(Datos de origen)
◆ ◆ ◆ ◆ ◆

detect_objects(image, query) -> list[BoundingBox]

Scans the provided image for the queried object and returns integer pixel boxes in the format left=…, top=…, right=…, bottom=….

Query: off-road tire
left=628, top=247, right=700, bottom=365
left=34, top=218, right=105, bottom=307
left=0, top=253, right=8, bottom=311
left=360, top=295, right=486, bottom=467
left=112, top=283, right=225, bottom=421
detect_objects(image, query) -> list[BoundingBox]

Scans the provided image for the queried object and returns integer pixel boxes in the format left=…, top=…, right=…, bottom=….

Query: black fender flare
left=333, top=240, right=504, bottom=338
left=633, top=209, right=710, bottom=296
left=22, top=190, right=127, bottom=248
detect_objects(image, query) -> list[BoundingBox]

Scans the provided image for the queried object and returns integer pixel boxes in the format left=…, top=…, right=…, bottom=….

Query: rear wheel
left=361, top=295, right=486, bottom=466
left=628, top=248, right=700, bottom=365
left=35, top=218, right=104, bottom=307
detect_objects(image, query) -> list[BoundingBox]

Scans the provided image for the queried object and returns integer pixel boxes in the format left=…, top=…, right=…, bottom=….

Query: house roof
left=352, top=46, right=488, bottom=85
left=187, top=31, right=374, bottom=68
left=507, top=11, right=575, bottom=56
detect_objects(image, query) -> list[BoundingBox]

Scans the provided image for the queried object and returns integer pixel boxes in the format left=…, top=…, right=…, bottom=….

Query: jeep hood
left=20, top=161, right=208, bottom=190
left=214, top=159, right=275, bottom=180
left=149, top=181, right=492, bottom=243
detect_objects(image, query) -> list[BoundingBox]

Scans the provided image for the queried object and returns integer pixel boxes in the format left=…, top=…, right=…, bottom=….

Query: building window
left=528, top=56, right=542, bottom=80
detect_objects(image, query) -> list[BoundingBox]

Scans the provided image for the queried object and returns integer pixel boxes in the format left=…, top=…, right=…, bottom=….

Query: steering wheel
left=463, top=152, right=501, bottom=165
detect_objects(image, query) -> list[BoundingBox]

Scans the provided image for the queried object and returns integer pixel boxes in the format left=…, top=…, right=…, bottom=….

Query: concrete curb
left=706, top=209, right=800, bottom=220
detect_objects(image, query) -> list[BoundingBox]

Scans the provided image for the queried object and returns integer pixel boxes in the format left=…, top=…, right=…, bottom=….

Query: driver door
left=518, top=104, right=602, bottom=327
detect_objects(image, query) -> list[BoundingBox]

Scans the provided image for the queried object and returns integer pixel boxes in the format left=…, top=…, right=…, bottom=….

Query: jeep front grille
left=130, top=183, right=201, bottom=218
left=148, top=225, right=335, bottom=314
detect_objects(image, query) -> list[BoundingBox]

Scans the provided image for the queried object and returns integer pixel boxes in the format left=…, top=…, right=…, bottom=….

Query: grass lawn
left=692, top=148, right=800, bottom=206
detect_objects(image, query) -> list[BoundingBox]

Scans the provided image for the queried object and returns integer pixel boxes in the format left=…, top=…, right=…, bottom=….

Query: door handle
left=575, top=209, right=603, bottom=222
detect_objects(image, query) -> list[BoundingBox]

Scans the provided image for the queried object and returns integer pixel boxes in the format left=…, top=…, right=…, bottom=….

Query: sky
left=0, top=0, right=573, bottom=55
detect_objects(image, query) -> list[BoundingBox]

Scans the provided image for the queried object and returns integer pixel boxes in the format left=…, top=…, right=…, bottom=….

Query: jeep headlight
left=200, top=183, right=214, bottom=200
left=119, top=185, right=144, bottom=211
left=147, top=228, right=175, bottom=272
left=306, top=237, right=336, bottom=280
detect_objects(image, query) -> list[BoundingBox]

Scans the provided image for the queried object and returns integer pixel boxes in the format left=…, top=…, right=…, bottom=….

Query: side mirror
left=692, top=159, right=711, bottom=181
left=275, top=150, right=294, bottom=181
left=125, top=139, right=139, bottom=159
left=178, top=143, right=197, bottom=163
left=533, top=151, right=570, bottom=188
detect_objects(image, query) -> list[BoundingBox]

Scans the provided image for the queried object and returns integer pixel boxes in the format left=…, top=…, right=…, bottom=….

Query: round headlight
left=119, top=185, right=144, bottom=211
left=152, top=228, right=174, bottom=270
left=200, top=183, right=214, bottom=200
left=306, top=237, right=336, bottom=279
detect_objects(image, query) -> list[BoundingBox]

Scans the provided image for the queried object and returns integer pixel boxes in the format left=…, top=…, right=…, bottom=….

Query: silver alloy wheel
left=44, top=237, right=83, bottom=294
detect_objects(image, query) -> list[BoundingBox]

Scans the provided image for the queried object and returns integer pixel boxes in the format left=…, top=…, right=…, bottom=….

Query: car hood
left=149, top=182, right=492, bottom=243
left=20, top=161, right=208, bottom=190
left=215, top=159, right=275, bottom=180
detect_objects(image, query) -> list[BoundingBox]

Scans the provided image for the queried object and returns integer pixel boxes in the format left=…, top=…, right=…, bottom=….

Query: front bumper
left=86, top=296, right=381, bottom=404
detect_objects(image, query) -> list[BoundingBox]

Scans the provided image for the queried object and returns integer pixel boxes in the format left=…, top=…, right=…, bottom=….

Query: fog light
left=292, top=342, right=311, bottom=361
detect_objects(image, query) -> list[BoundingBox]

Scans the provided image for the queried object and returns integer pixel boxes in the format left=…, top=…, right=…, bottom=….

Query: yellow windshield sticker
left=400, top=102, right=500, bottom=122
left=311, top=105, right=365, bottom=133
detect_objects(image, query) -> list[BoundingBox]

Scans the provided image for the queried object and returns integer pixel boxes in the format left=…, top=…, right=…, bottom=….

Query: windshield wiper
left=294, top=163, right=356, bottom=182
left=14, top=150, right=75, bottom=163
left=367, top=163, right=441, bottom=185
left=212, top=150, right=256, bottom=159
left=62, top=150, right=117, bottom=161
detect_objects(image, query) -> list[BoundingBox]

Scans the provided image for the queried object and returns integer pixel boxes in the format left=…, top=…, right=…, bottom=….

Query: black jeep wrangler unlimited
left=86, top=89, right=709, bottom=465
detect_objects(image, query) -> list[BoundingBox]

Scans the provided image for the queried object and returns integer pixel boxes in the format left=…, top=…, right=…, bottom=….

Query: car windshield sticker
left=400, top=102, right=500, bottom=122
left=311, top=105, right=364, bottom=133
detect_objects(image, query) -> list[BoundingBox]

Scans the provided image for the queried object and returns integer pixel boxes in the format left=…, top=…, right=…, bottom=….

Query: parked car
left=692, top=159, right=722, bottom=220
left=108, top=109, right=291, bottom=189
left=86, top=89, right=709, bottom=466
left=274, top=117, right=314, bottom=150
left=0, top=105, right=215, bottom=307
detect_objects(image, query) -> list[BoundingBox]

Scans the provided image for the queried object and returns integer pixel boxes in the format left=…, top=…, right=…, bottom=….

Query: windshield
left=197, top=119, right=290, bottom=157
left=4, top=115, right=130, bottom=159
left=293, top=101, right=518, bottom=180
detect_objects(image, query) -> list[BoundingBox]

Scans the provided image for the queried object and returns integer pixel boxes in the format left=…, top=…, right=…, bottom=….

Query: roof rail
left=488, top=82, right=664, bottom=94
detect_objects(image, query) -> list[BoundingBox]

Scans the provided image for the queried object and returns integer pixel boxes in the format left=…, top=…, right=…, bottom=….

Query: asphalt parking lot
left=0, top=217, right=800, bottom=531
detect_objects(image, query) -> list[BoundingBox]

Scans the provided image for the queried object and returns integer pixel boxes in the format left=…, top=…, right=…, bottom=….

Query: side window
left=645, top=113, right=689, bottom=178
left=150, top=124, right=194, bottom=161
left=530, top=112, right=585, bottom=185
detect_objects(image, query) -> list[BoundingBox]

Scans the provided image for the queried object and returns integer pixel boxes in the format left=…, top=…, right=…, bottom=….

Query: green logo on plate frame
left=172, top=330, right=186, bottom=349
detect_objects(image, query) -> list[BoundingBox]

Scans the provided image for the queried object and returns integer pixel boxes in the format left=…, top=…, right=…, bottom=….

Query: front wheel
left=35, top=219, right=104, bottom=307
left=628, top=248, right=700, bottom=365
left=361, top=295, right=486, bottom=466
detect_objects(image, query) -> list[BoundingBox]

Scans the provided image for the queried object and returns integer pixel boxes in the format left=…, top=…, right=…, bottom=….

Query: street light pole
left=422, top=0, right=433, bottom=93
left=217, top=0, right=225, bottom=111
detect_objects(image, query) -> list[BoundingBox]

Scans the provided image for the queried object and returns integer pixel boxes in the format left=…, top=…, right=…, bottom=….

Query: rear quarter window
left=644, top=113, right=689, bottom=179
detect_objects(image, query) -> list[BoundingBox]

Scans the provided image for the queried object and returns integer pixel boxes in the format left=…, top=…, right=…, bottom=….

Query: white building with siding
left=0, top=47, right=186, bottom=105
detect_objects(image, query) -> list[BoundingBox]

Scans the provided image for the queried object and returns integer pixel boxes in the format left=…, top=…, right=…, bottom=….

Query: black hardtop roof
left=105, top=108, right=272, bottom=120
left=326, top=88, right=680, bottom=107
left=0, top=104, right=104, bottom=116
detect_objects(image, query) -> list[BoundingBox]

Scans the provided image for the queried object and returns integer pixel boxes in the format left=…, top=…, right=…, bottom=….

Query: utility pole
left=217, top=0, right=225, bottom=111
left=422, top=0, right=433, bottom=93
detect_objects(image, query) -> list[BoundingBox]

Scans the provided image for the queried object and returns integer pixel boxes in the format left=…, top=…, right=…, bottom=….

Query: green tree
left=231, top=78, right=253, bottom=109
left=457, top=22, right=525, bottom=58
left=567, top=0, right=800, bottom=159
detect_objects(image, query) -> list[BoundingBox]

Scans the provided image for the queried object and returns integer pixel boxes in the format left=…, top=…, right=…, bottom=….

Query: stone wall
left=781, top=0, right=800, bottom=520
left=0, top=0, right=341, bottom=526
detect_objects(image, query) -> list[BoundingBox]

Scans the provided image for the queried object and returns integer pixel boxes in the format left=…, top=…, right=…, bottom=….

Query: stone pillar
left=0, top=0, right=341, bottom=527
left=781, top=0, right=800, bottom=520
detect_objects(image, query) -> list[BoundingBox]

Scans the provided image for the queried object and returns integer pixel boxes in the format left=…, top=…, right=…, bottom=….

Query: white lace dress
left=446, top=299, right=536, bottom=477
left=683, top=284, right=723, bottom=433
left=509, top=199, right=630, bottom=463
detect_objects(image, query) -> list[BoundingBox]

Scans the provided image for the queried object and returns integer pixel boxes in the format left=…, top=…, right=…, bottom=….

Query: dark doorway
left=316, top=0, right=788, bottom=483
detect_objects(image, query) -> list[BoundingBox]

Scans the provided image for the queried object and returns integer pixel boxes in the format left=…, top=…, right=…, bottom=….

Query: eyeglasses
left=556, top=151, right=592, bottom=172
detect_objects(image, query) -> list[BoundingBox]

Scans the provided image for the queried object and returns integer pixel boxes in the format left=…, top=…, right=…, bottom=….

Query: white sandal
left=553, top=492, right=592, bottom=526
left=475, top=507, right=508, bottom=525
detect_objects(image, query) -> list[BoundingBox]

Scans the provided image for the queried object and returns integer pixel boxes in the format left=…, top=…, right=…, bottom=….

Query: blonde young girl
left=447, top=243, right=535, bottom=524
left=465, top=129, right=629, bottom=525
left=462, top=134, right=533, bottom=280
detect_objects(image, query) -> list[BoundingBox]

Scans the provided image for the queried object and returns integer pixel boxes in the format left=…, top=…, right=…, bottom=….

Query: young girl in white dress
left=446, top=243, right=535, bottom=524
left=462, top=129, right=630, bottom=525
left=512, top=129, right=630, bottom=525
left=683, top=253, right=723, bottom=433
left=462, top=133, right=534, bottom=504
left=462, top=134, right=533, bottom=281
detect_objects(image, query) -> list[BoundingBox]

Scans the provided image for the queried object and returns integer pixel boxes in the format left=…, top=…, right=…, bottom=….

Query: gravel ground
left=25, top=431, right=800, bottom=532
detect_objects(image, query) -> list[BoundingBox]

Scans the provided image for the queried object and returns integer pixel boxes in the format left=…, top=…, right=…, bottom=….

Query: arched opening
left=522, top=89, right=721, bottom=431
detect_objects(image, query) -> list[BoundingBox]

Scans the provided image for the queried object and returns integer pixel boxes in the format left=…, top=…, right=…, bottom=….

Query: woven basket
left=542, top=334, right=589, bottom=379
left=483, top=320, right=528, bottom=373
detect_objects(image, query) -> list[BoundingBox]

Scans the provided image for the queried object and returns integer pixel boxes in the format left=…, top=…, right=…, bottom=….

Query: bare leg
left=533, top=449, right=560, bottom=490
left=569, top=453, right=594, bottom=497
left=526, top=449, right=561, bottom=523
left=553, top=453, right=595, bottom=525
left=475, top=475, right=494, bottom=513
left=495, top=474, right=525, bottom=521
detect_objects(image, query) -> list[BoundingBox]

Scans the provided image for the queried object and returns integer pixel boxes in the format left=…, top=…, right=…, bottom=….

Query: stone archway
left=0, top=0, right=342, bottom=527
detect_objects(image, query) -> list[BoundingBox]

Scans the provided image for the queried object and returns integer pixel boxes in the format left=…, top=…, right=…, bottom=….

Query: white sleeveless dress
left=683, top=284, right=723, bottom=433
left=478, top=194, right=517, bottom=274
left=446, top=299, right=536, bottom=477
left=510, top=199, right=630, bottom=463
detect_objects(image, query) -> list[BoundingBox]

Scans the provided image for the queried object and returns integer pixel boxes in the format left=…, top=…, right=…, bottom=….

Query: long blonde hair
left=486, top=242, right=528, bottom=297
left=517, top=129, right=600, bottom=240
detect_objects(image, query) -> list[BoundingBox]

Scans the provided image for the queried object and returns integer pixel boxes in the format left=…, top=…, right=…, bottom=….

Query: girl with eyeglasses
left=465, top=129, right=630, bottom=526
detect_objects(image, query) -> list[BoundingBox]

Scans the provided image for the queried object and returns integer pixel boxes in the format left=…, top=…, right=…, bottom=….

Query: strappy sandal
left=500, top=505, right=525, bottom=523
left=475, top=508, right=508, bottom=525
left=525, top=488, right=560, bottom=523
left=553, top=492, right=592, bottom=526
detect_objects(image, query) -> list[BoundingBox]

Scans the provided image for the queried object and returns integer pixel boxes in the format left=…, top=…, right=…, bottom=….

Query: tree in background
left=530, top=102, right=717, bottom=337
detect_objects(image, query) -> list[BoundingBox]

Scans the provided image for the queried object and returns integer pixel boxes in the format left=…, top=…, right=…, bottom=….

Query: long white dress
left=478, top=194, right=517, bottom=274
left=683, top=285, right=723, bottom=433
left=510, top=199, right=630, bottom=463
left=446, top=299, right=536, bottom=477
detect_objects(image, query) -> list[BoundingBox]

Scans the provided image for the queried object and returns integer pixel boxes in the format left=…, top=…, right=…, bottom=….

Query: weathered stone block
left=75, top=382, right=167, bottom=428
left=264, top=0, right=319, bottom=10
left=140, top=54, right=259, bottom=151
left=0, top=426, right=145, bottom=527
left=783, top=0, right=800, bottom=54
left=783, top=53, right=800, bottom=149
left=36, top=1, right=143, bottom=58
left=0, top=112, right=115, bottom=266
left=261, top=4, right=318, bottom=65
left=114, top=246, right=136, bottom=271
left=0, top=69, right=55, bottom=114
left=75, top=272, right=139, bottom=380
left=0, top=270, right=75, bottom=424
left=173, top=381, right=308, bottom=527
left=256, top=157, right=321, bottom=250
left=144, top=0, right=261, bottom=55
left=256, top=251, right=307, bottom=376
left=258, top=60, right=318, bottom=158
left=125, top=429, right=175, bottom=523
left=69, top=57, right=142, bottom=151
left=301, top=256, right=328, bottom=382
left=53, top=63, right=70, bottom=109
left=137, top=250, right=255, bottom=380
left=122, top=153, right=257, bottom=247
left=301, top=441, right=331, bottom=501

◆ ◆ ◆ ◆ ◆

→ **DETALLES DEL EJERCICIO**
Reproduce sin cambios las líneas de los registros desde el comienzo hasta la línea que contiene "left=35, top=218, right=104, bottom=307", ambas incluidas.

→ **RESULTADO DE LA TAREA**
detect_objects(image, query) -> list[BoundingBox]

Scans the provided image for the queried object and returns integer pixel boxes in the format left=…, top=…, right=…, bottom=….

Query: off-road tire
left=628, top=247, right=700, bottom=365
left=34, top=218, right=105, bottom=307
left=0, top=253, right=8, bottom=311
left=360, top=295, right=486, bottom=467
left=112, top=283, right=225, bottom=421
detect_objects(image, query) -> list[BoundingBox]

Scans the provided image for the queried object and returns integer pixel boxes in the format left=…, top=…, right=…, bottom=….

Query: black fender flare
left=333, top=240, right=504, bottom=338
left=633, top=209, right=710, bottom=296
left=22, top=190, right=127, bottom=248
detect_objects(image, query) -> list[BoundingBox]

Scans the provided image for the queried object and returns integer pixel boxes in the format left=…, top=…, right=…, bottom=….

Query: rear wheel
left=361, top=295, right=486, bottom=466
left=628, top=248, right=700, bottom=365
left=35, top=218, right=104, bottom=307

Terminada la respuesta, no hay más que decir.